### Supplied passage:
──────────────────────────────
The PS2 arrived late to Europe, following in the wake of the console's release in Japan then North America. In late 2000, the PS2 was incredibly scarce in the UK. Parents were having great difficulty in securing one, while there were reports that PS2s were changing hands for two or three times its store price on the secondary market.

Somehow, my mum’s then-boyfriend (and my future stepdad) managed to get one, and it ended up as my Christmas present. I got Tekken Tag Tournament, which amazed me with its graphics. Soon I discovered that I needed a memory card to keep my progress, so off we trudged to the shops (once they opened again) to pay what was then a considerable expense for the 8MB card.

I had also been reading in PSM2 magazine about a snowboarding game with the odd name of SSX, which it had rewarded with an absurdly high score of 94 percent. I decided I needed it, to expand my library from the repetitiveness of having only one game, and my mum’s then boyfriend, perhaps eager to please, obliged.

SSX was a revelation, rushing into my consciousness like an avalanche rushing down a mountainside. It was brash, it was bold, and it was superbly well made. The characters were zany and lovable, with distinct fashions and personalities. I can still clearly see Kaori, Mac, and Moby more than two decades later. The soundtrack and sound effects wormed their way into your brain. The tricks were outlandish yet refined; the way it felt to slide, carve, and boost down the excellent courses was second to none.
──────────────────────────────
### Instructions:
• 1. In the PS2 memoir, what score did PSM2 magazine give SSX?
• 2. Pick up the PS2 memoir right after its last sentence and keep it going.

Items from a data source:
──────────────────────────────
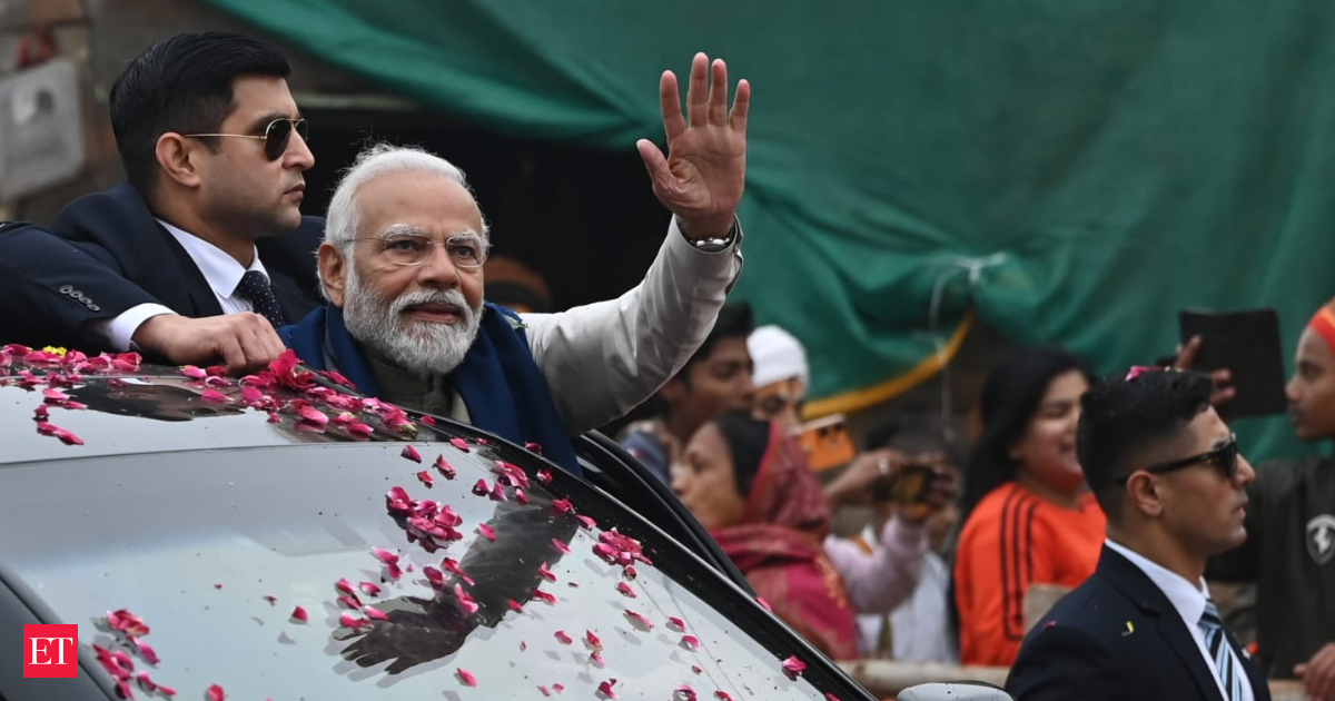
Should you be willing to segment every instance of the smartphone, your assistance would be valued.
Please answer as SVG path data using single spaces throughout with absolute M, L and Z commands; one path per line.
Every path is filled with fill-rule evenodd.
M 806 454 L 806 463 L 814 471 L 838 467 L 857 455 L 842 414 L 802 423 L 793 430 L 793 435 Z
M 1272 308 L 1181 310 L 1177 314 L 1181 342 L 1199 335 L 1200 353 L 1192 370 L 1228 369 L 1238 390 L 1219 407 L 1227 418 L 1283 414 L 1284 355 L 1279 338 L 1279 314 Z
M 932 493 L 936 470 L 928 465 L 905 465 L 894 477 L 872 487 L 872 498 L 878 502 L 922 503 Z

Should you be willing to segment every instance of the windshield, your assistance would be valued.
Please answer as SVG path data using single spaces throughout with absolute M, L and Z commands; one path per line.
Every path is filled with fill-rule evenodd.
M 139 672 L 182 698 L 830 690 L 721 613 L 730 585 L 545 465 L 455 438 L 0 466 L 0 558 L 140 694 Z

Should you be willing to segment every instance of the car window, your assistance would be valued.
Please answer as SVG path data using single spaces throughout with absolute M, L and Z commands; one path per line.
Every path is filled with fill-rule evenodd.
M 178 429 L 142 421 L 136 439 Z M 104 666 L 183 698 L 820 698 L 841 684 L 797 672 L 805 653 L 748 625 L 754 604 L 730 583 L 587 485 L 555 469 L 546 483 L 545 465 L 455 438 L 0 466 L 0 558 Z

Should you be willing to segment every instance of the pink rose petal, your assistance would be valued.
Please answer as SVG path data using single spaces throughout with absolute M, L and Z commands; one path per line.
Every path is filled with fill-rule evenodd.
M 199 393 L 199 398 L 215 405 L 231 403 L 231 398 L 218 390 L 204 390 Z
M 639 624 L 641 626 L 643 626 L 645 630 L 653 630 L 654 629 L 653 621 L 650 621 L 649 618 L 645 618 L 643 614 L 639 614 L 639 613 L 635 613 L 635 612 L 633 612 L 630 609 L 626 609 L 626 616 L 631 621 L 635 621 L 637 624 Z
M 801 677 L 804 670 L 806 670 L 806 662 L 798 660 L 797 656 L 784 660 L 784 674 L 786 674 L 789 680 L 797 681 L 797 677 Z

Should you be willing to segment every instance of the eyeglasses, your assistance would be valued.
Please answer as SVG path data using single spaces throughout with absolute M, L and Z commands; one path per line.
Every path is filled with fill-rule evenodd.
M 1202 462 L 1214 465 L 1215 469 L 1219 470 L 1219 474 L 1224 475 L 1224 479 L 1232 479 L 1238 474 L 1238 437 L 1230 435 L 1227 443 L 1199 455 L 1151 465 L 1149 467 L 1145 467 L 1145 471 L 1152 474 L 1167 474 Z M 1116 483 L 1125 485 L 1129 479 L 1131 475 L 1120 477 Z
M 268 160 L 278 160 L 286 151 L 287 144 L 292 140 L 292 132 L 300 134 L 302 140 L 307 139 L 307 127 L 304 119 L 275 119 L 264 127 L 264 135 L 258 136 L 254 134 L 182 134 L 191 139 L 203 139 L 206 136 L 236 136 L 239 139 L 264 139 L 264 158 Z
M 437 246 L 445 246 L 454 267 L 475 270 L 487 262 L 487 244 L 481 238 L 467 234 L 435 240 L 413 234 L 392 234 L 380 238 L 358 238 L 380 244 L 380 255 L 396 266 L 421 266 Z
──────────────────────────────
### Results of the exercise:
• 1. 94 percent

• 2.
Not since Cool Boarders 2 had I encountered a snowboarding game this good. Over the Christmas period, SSX consumed my waking hours, and a friend and I grew obsessed, egging each other on to score higher and higher, snagging those red snowflake multipliers, or to nail that rail between tower blocks in Merqury City Meltdown. But SSX had a surprise up its sleeve.

An eighth track! Looking back it seems woeful that there were only seven regular tracks, but I lived those seven levels of heaven: Snowdream, Elysium Alps, Merqury City Meltdown, Mesablanca, Tokyo Megaplex, Aloha Ice Jam, and Pipedream. After Pipedream, though, something unlocked. What happened next left me astonished.

Played in via a cinematic was beautiful pure white snow. An unblemished mountain with fluffy berms, frosted trees, and miles of powder on which you dropped in by helicopter. There were no other competitors. It was just you and Untracked, a mountain playground soundtracked by Hybrid’s Finished Sympathy. This was hype. This was perfection.

SSX will always live in my Christmas memories as I raced down its levels again and again, fully engrossed in its snowy SSX-iness, but that extra track shook me as it was literally a next-level surprise.